***** PASSAGE FOR REVIEW
As the resident scientist, you sometimes have to be the voice of sanity. “So you`re telling me there’s a chance” is what I often hear when I try to put expectations into perspective. Many times, I’ve had to give a reality check when it comes to what can or cannot be done, what could be expected from a predictive engine, how little data might be considered statistically significant and various other kinds of wishful thoughts. Whoever tells you their model can emit a good prediction from the moment of first conversion is either lying about their abilities or about having no prior data.
So, as you can see, startup and academic research are quite different in my view. This begs the question: should startup-style research be considered “research?” Frankly, I’m not sure, but here’s what I think: If your work involves combing through and assessing mountains of academic articles, then experimenting with merging your own dataset and ideas with the algorithms described, then research it is.
I want to finish on a somewhat-philosophical note. As much as I love machine learning and crunching big data, there is this part of me that feels it’s all a pity to some extent. Let me explain: as we’re entering the dawn of ML and BD (and clearly this is just the beginning), we are giving up our deep understanding of the underlying phenomena and processes in favor of our ability to predict future behaviors/events and make things more efficient. From Newton through Einstein to Schrodinger (pardon me for being a physicist at birth…), in the past few centuries, science has advanced humanity and taken the center stage away from religion as it brought two gifts to us humans: it brought us understanding of the examined domain (nature) and, with it, came predictive ability. These two gifts were intertwined and completely dependent of each other. Being a scientist at heart, it is understanding the underlying phenomena that exposes its beauty and makes the craft worthwhile.
Nowadays, a great ML expert might develop amazingly powerful ML algorithms, capable of things us humans fall short of. However, that’s still getting by with very little real understanding of the underlying phenomena. Deep understanding and predictive ability are decoupling as we speak. Even the term “data science” itself, if interpreted as “the science of data,” removes itself from the underlying phenomena. Unfortunately, many, if not most, non-scientists would give up understanding in exchange for predictive ability any day of the week. I think this sucks. It is my hope that this is just an intermediate phase, and that eventually human curiosity will catch up and leverage these amazing new tools for a deeper understanding of nature and us Homo sapiens.
**********
***** ENTRIES PROVIDED
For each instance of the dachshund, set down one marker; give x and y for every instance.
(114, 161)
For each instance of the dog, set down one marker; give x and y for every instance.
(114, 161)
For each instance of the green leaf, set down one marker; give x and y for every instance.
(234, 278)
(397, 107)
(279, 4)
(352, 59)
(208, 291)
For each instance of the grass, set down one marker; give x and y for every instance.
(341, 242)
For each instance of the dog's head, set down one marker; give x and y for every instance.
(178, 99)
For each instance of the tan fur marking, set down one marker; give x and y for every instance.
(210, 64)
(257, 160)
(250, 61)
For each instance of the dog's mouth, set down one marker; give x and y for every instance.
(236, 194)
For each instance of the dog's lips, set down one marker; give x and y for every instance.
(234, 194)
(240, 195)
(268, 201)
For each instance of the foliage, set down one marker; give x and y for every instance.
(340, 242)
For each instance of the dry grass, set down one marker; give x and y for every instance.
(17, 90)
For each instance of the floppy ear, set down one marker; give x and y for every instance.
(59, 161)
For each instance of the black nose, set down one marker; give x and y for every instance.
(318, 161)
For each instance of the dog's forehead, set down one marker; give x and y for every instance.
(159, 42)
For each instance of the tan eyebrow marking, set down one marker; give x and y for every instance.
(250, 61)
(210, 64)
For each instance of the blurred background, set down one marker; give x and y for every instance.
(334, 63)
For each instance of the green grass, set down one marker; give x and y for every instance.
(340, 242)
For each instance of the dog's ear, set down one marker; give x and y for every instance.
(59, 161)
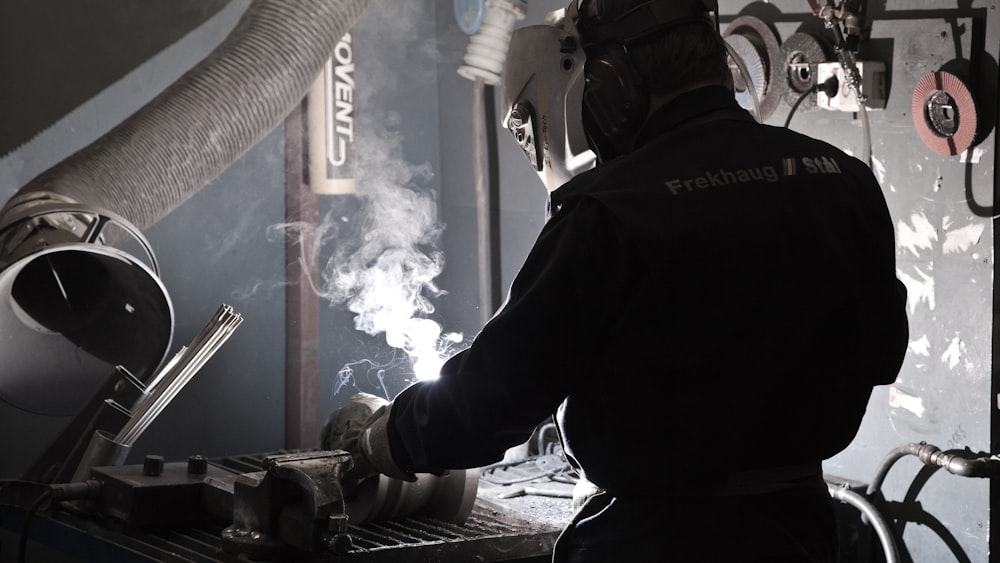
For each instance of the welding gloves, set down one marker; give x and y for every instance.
(361, 429)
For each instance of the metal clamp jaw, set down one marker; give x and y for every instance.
(296, 503)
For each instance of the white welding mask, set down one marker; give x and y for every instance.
(543, 95)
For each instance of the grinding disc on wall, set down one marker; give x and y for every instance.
(754, 67)
(766, 43)
(800, 54)
(944, 113)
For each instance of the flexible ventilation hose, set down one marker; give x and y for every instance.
(174, 145)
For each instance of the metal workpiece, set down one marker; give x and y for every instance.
(448, 498)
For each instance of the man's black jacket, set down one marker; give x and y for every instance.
(720, 300)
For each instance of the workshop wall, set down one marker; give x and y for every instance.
(225, 244)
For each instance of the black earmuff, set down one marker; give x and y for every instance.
(615, 96)
(614, 93)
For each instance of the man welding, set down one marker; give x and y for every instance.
(706, 310)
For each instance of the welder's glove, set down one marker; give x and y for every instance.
(361, 429)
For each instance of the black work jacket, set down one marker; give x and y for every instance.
(722, 299)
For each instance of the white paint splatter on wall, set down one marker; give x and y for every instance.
(918, 290)
(918, 235)
(961, 239)
(903, 400)
(879, 168)
(953, 354)
(921, 346)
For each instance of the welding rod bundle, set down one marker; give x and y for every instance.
(165, 385)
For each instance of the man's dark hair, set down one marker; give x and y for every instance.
(688, 53)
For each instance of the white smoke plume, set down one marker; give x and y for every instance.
(379, 259)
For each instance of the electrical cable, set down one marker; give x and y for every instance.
(482, 200)
(28, 516)
(866, 132)
(878, 522)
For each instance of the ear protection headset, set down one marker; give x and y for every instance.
(615, 97)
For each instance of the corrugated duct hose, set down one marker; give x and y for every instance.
(167, 151)
(73, 304)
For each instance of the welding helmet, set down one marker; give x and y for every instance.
(572, 96)
(542, 95)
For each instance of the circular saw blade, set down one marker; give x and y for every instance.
(754, 67)
(944, 113)
(767, 45)
(800, 54)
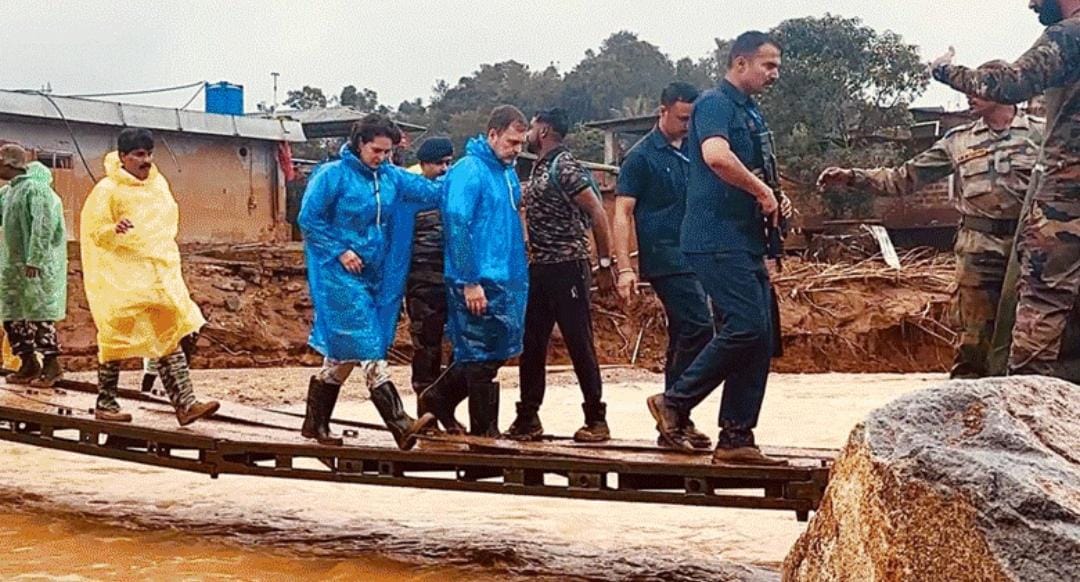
**********
Write out the passage on data science and research word for word, from "So, as you can" up to and including "research it is.".

So, as you can see, startup and academic research are quite different in my view. This begs the question: should startup-style research be considered “research?” Frankly, I’m not sure, but here’s what I think: If your work involves combing through and assessing mountains of academic articles, then experimenting with merging your own dataset and ideas with the algorithms described, then research it is.